*** Dataset records ***
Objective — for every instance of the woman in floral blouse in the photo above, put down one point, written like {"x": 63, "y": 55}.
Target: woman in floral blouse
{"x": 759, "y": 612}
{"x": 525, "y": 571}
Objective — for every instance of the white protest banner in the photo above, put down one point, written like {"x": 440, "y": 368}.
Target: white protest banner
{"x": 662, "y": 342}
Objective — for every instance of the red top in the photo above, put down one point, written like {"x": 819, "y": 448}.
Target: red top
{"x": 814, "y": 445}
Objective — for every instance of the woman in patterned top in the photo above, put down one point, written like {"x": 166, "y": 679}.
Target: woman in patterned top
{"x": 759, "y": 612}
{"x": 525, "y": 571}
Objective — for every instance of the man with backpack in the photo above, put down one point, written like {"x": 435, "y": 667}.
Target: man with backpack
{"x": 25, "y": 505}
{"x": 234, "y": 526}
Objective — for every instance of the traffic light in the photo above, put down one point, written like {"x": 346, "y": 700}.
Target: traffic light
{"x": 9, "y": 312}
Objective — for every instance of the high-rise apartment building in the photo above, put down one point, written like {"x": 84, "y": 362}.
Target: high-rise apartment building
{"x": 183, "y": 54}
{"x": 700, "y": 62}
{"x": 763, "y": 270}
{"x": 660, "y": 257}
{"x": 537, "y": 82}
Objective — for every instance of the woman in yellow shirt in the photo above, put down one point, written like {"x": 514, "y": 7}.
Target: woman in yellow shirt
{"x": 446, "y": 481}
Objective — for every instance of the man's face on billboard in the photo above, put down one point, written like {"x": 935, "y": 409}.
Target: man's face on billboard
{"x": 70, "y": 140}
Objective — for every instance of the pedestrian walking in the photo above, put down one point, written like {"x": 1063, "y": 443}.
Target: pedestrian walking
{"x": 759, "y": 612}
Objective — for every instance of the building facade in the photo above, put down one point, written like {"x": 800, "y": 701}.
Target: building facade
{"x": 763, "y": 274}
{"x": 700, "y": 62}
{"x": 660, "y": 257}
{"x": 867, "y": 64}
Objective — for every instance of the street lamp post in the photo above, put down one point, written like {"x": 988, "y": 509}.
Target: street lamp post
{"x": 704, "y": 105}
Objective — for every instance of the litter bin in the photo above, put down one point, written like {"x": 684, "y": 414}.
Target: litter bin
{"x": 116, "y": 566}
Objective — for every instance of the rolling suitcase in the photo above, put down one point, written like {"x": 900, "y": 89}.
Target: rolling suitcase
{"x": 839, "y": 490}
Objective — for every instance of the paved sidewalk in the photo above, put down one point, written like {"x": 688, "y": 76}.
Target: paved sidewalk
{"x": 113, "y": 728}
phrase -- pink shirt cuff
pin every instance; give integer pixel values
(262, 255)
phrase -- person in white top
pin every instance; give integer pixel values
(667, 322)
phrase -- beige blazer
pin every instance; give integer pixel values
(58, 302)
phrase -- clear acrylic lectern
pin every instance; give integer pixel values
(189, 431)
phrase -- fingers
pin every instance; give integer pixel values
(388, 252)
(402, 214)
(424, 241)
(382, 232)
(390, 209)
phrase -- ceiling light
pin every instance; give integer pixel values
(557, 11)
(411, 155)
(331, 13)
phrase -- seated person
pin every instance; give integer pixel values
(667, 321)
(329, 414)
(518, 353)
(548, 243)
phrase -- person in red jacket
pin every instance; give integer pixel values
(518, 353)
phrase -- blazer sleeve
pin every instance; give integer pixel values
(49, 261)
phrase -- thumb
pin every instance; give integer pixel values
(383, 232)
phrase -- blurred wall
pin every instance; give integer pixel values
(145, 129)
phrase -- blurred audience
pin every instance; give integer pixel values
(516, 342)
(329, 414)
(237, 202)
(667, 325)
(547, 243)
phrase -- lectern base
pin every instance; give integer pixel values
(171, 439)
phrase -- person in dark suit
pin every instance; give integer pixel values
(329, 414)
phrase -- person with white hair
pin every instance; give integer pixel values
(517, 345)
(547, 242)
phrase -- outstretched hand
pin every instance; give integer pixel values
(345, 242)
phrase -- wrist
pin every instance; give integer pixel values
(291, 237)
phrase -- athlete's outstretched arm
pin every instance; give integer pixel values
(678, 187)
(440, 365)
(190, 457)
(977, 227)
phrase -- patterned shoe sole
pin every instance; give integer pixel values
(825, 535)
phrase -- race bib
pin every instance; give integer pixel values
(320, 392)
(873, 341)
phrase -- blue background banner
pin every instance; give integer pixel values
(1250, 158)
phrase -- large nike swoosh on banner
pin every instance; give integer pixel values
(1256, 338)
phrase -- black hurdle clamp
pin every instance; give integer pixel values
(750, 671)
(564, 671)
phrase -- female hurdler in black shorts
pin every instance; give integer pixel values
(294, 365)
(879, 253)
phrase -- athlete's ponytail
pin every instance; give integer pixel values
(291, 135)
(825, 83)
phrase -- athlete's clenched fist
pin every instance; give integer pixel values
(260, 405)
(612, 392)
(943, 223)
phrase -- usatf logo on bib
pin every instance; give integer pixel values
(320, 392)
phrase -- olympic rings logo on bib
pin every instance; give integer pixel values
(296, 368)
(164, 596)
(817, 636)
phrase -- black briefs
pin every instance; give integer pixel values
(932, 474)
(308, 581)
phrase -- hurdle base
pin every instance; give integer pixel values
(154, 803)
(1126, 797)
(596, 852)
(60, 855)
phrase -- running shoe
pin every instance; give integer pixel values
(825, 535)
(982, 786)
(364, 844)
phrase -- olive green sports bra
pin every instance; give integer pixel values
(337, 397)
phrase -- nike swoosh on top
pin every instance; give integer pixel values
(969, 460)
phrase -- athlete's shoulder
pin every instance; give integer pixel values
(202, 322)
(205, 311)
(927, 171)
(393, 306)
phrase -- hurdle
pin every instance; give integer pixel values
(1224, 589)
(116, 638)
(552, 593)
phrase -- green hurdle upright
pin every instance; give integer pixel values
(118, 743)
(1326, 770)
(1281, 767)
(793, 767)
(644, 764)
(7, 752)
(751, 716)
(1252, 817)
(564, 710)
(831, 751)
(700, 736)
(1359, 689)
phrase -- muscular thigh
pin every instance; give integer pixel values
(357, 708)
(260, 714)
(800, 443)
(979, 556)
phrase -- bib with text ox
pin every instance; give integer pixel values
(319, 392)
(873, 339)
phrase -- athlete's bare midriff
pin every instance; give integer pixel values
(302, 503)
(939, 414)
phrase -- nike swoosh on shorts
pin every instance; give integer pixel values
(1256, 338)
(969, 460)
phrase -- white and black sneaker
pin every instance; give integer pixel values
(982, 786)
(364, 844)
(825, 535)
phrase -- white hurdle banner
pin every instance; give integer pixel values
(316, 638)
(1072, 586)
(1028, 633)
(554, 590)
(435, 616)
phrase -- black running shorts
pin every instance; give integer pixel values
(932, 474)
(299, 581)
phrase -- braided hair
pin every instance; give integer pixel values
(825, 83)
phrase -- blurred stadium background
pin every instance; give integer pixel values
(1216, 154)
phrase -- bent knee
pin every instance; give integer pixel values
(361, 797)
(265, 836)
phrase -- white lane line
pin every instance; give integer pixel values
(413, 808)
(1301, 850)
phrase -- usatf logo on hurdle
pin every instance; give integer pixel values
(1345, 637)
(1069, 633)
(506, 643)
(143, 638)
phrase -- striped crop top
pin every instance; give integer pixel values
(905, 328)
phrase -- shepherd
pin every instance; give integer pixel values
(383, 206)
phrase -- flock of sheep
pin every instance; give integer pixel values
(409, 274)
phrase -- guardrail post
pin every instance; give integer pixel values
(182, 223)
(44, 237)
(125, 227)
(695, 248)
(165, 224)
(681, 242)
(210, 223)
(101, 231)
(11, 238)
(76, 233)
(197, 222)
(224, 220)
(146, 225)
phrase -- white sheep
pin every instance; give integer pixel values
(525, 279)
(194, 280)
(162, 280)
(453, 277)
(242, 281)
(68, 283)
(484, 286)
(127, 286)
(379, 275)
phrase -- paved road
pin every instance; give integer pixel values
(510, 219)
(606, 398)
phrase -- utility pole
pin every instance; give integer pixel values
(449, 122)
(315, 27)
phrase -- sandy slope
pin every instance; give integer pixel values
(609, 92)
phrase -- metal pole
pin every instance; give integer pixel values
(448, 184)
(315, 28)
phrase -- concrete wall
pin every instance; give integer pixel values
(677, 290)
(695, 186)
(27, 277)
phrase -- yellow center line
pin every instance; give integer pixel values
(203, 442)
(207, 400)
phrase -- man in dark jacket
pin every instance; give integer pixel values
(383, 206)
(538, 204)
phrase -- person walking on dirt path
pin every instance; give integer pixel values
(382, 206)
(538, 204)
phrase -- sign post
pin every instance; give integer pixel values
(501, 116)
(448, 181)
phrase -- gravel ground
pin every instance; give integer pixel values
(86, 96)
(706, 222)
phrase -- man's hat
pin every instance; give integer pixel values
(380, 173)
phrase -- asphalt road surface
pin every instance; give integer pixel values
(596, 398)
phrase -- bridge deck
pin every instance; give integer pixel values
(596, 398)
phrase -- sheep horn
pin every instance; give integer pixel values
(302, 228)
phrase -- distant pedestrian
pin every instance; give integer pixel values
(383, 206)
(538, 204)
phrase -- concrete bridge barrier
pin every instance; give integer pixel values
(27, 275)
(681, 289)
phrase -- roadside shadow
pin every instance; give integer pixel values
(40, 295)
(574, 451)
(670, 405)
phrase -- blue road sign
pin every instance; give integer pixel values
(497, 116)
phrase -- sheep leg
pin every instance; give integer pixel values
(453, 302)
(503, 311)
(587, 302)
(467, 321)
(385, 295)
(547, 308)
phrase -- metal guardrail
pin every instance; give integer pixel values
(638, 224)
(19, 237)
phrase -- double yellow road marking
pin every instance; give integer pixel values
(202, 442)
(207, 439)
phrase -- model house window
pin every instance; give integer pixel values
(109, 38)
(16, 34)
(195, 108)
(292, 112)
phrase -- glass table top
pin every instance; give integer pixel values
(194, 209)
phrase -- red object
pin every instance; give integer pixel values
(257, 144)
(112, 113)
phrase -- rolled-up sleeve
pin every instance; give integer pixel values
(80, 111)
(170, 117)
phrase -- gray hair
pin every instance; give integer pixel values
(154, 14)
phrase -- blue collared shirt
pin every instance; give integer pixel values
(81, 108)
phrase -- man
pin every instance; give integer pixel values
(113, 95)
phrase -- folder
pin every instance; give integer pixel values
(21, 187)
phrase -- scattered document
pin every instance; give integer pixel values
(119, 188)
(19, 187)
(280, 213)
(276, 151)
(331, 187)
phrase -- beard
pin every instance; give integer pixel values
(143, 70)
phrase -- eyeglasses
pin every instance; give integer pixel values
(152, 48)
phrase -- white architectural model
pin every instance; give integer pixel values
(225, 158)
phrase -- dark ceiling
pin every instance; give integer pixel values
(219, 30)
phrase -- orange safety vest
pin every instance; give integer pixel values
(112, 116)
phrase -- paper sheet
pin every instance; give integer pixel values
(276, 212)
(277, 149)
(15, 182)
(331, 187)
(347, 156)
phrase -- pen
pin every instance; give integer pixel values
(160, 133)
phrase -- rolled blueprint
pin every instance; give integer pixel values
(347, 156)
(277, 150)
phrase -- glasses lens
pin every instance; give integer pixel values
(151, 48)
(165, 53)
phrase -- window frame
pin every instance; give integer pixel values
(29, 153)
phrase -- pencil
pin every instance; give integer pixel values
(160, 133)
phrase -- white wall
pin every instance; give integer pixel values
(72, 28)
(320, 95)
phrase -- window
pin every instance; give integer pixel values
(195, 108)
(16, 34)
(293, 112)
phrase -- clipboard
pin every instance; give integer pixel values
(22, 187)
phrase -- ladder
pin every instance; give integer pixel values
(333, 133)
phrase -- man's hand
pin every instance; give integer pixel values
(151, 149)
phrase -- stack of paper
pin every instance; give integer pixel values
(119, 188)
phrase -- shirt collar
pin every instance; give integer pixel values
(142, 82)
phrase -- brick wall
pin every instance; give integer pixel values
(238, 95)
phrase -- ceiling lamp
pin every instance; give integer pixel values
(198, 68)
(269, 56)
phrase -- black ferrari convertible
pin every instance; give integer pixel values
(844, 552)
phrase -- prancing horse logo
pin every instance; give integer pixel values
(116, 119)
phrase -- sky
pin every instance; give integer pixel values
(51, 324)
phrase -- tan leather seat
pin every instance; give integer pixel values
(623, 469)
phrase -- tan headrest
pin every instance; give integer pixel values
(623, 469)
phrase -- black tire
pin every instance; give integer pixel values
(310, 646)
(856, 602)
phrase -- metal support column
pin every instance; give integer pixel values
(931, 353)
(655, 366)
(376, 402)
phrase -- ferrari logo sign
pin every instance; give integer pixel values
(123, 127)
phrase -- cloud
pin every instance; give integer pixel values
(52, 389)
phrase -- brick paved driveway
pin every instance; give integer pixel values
***
◆ Written request
Write out exactly the lines of the entries above that run from the line containing "phrase -- shirt collar" through the last line, including both.

◆ Written solution
phrase -- shirt collar
pin every instance; give integer pixel values
(142, 82)
phrase -- brick wall
pin every instance; give integer pixel values
(238, 95)
phrase -- ceiling lamp
pin every instance; give integer pixel values
(198, 68)
(269, 56)
phrase -- black ferrari convertible
pin every instance; give integer pixel values
(844, 552)
phrase -- prancing horse logo
pin every instance; give integer pixel values
(116, 119)
phrase -- sky
pin every instance; give integer pixel values
(51, 324)
phrase -- tan leather seat
pin every instance; give integer pixel values
(623, 469)
phrase -- tan headrest
pin every instance; give integer pixel values
(623, 469)
phrase -- black tire
pin every instance; give integer pixel values
(310, 646)
(856, 602)
phrase -- metal support column
pin every instance; give integer pixel values
(931, 353)
(655, 366)
(376, 402)
phrase -- ferrari logo sign
pin every instance; give integer pixel values
(123, 127)
phrase -- cloud
pin every instance; give integer pixel values
(52, 389)
phrase -- brick paved driveway
pin every instance; give integer pixel values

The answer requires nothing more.